EXERCISE PROMPT
Make an exact copy of the entries below, with all images left out.

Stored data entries
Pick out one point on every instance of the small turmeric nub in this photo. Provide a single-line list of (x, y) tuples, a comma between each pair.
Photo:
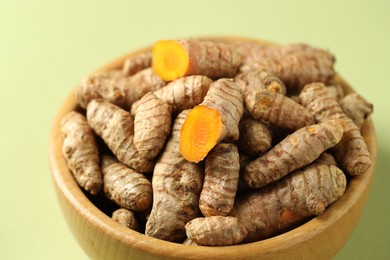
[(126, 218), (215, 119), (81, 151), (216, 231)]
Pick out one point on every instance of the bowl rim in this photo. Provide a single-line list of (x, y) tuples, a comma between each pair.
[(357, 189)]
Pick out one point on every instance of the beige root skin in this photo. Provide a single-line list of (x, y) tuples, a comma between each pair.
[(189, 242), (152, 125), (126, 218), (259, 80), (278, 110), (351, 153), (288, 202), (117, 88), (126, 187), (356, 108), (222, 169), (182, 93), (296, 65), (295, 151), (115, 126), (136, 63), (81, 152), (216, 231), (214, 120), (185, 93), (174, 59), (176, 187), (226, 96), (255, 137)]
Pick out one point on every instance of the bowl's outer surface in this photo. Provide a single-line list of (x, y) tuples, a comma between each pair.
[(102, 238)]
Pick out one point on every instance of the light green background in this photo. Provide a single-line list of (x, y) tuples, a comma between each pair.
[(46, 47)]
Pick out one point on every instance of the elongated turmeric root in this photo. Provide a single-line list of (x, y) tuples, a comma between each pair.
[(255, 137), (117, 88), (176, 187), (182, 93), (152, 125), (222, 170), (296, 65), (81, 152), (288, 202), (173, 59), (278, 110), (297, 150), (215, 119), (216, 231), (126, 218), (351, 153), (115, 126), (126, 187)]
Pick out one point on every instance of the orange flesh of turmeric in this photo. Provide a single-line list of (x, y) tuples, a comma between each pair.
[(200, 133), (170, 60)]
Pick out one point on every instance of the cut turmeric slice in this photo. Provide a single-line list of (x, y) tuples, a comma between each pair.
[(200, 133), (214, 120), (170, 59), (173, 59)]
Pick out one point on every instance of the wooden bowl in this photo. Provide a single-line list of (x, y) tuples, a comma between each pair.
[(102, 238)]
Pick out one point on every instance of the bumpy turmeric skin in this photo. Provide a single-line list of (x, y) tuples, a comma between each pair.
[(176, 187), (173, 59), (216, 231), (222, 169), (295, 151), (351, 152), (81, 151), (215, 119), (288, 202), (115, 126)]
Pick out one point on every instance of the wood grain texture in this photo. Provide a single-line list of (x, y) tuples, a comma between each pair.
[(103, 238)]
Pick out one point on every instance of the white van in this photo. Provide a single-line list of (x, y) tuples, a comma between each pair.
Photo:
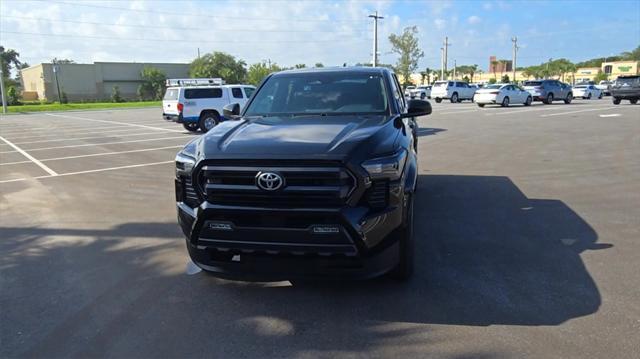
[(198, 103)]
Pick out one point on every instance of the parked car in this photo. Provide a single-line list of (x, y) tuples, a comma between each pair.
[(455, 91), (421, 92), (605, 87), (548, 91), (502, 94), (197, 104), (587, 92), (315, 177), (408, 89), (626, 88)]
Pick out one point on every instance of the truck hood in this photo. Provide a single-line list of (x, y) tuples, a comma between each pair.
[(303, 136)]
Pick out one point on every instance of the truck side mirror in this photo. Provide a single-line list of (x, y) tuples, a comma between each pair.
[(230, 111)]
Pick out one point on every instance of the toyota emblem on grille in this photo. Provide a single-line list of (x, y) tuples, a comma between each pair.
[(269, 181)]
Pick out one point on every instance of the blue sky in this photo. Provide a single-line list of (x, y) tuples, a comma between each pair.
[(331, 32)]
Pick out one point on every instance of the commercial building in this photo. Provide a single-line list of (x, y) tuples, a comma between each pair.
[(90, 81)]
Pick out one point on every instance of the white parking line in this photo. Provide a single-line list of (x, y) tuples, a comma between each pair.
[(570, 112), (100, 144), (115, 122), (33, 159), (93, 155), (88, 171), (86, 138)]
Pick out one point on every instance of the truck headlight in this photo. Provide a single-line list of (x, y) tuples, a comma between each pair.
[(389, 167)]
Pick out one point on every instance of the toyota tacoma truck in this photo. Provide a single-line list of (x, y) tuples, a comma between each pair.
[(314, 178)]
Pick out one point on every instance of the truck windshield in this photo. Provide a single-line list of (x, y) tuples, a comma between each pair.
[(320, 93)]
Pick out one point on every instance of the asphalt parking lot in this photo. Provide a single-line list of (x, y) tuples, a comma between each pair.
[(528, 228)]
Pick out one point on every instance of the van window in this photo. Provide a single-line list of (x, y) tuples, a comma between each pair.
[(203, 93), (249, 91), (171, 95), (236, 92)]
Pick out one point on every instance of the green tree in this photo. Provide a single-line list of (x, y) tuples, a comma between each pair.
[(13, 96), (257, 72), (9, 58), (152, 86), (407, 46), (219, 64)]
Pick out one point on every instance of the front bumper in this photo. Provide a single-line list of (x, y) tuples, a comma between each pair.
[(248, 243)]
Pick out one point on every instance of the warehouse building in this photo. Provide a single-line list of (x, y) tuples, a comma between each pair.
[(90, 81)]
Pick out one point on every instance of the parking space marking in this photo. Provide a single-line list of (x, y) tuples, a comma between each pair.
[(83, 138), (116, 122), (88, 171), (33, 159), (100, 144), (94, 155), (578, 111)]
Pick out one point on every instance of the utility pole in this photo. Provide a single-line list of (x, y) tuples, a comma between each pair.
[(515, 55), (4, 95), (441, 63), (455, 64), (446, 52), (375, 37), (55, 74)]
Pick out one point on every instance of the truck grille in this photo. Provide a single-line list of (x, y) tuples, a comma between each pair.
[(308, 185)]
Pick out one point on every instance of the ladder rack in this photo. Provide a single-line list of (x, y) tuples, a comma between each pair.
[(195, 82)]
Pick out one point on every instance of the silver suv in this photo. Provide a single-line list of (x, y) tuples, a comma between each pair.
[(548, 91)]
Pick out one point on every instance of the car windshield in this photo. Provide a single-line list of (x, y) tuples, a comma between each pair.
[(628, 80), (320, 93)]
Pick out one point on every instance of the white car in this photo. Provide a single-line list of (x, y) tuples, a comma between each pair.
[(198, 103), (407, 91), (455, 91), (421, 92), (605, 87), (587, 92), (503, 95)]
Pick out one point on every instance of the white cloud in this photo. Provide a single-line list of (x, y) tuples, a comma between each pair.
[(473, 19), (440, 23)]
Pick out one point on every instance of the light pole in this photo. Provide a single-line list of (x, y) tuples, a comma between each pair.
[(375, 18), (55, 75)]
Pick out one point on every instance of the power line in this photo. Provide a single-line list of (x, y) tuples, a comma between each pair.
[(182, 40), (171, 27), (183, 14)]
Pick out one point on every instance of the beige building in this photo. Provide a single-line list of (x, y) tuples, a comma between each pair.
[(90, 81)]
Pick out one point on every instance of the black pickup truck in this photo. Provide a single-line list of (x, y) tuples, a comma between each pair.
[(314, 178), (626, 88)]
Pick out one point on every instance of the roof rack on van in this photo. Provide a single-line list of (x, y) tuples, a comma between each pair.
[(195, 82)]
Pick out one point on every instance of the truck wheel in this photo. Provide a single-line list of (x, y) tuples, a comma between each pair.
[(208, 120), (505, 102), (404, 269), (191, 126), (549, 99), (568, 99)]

EXERCISE RESULT
Pick out one point on every instance of the small turmeric nub in this photo. Provide a single-line list of (x, y) tuples, a comma between each pair.
Photo:
[(126, 218), (215, 119), (81, 151), (216, 231)]
Pick out one point on every instance of the bowl rim in this photo. Provide a single-line list of (x, y) tuples, a comma between each pair.
[(357, 189)]
Pick out one point on every instance of the beige root skin in this photo. Provide a single-line list of (x, y) tuples, a comma between each pair.
[(189, 242), (152, 125), (126, 218), (259, 80), (278, 110), (351, 153), (288, 202), (117, 88), (126, 187), (356, 108), (222, 169), (182, 93), (296, 65), (295, 151), (115, 126), (136, 63), (81, 152), (216, 231), (214, 120), (185, 93), (174, 59), (176, 187), (226, 96), (255, 137)]
Pick out one point on every instance of the bowl's outer surface in this photo. Provide a single-line list of (x, y) tuples, a comma between each pair.
[(102, 238)]
Pick out one point on every instance of the light green background in this photo. Provide a single-line list of (x, y) tuples, a comma between each pair.
[(46, 47)]
Pick out one point on every instance of the elongated turmeric root in this photo. Provide a single-line list of (x, y) tuples, a comma between each pair.
[(255, 137), (117, 88), (176, 187), (182, 93), (152, 125), (222, 170), (296, 65), (81, 152), (288, 202), (173, 59), (278, 110), (297, 150), (215, 119), (216, 231), (126, 218), (351, 153), (115, 126), (126, 187)]
Pick out one point on every instance of the orange flesh of turmeric in this photo. Provide a single-line list of (x, y) tuples, a comma between each pair.
[(200, 133), (170, 60)]
Pick out one point on every instance of the cut turmeric slice in this photo. Provide a single-line list of (x, y) tuples, a comma between each pair.
[(200, 133), (214, 120), (170, 59), (173, 59)]
Pick out one point on every instance of the wooden bowl in this photo. Provide a single-line list of (x, y) tuples, a comma between each pair.
[(102, 238)]
Pick out one point on every instance of the bumpy turmeric skin in this photo. Provide a single-line list of (x, y) tuples, a comma between each pair.
[(176, 187), (173, 59), (216, 231), (222, 169), (295, 151), (351, 152), (81, 151), (215, 119), (288, 202), (115, 126)]
Pick out one point on every instance of the wood grain texture in this photo. Provide a single-line list of (x, y) tuples, a comma between each pair.
[(103, 238)]
Pick out one point on every instance of the white van in this photo. Provide a single-line list of (x, y) tuples, a comma between each pair.
Photo:
[(198, 103)]
Pick out one point on every instance of the parked car in this photo. Provide a single-line list of (x, y) tuples, a comma between each pair.
[(455, 91), (421, 92), (605, 87), (548, 91), (502, 94), (197, 104), (587, 92), (315, 177), (408, 89), (626, 88)]
Pick out one point on every instance of the truck hood in this photo. Provide a single-line list of (x, y) tuples, a comma between each pair.
[(303, 136)]
Pick out one point on every instance of the truck side mirror in this photo. Provide a single-line list of (x, y) tuples, a comma between each pair.
[(230, 111)]
Pick out one point on every instance of the toyota emblem on grille in this photo. Provide a single-line list of (x, y) tuples, a comma between each pair.
[(269, 181)]
Pick out one point on every instance of the blue sky in this photo. Provide a single-line list of (x, y) tuples, a comma between each pair.
[(331, 32)]
Pick out one point on every instance of the commercial building in this photo. Provide a single-line list of (x, y) tuples, a comma between each pair.
[(90, 81)]
Pick out one point on every instance of the white parking line in this photo. Provide a single-line list of (x, y) tuples, a comma between each pair.
[(570, 112), (100, 144), (115, 122), (33, 159), (93, 155), (88, 171), (86, 138)]
Pick out one point on every instance of the truck headlight in this photo. Provide a single-line list of (x, y) tuples, a comma between each pair.
[(389, 167)]
Pick out one point on every instance of the toyota tacoma truck in this photo. Provide a single-line list of (x, y) tuples, a comma between each pair.
[(314, 178)]
Pick out one point on every instance of the truck windshield in this photo. Provide a single-line list of (x, y) tuples, a comma between each pair.
[(320, 93)]
Pick out one point on every instance of the asphalt parking lot in this photo. Provide a single-line list of (x, y) tuples, a comma between each pair.
[(528, 228)]
Pick out one point on every instance of the van window in this photo. Provide a single-line list of (x, y) tuples, a comma between each pair.
[(203, 93), (249, 91), (171, 95), (236, 92)]
Pick out one point on every instance of the green tree in this photo. Provide a single-line list of (x, y) tuples, a comma between each pair.
[(13, 96), (257, 72), (9, 58), (152, 86), (407, 46), (219, 64)]
Pick out one point on every instance of the front bumper in this photo. Provide a single-line list of (x, y) tuples, a comma between each pair.
[(248, 243)]
Pick out one point on every instance of the warehouse building in this photo. Provide a single-line list of (x, y) tuples, a comma between each pair.
[(90, 81)]
Pick out one point on every instance of the parking space marking in this photo. Provide a single-line list of (x, y) tuples, a comma between each pair.
[(83, 138), (116, 122), (88, 171), (33, 159), (100, 144), (94, 155), (578, 111)]
Pick out one point on every instance of the utility pole in this photo. Provide a single-line list of (x, y) tuples, a comma between each pair.
[(515, 55), (4, 95), (441, 63), (455, 64), (446, 52), (375, 37), (55, 74)]
Pick out one point on every instance of the truck grille in this photo. Provide a single-line list of (x, y) tuples, a comma between each pair.
[(308, 185)]
Pick out one point on every instance of the ladder rack in this photo. Provide a single-line list of (x, y) tuples, a comma between each pair.
[(195, 82)]
Pick out one point on every instance of the silver suv in this photo. Provide a single-line list of (x, y) tuples, a comma between each pair.
[(548, 91)]
Pick out one point on every instance of the car windshield in this photo. Provide a single-line list of (x, y) tuples, a comma between each pair.
[(628, 80), (320, 93)]
Pick out one point on every instance of the white car in this photo. Provide a single-line list of (x, y) tuples, a comma between each pair.
[(198, 103), (407, 91), (455, 91), (421, 92), (605, 87), (587, 92), (503, 95)]
Pick out one point on every instance of the white cloud in this photo. Provide a single-line list of (x, y) tuples, a comma between each pair.
[(473, 19), (440, 23)]
Pick out one point on every instance of the light pole in this photo. Provide a single-line list of (x, y) tuples, a comma between each pair.
[(375, 18), (55, 75)]
Pick out one point on every instance of the power line in this photo. Provide a single-line list of (x, y) tuples, a comma between each pair.
[(182, 40), (171, 27), (183, 14)]
Pick out one point on every instance of the beige building in this photo. Provide a single-line list of (x, y) tuples, a comma between each pair.
[(90, 81)]
Pick out one point on every instance of the black pickup truck in this photo. Provide a single-line list of (x, y) tuples, a comma between each pair.
[(314, 178), (626, 88)]
Pick out one point on every instance of the roof rack on van in this photo. Provide a single-line list of (x, y) tuples, a comma between each pair.
[(195, 82)]
Pick out one point on every instance of the truck wheel in this photo. Provide a single-line list of (x, y) tuples, a comma between each pair.
[(208, 120), (505, 102), (404, 269), (191, 126), (549, 99), (568, 99)]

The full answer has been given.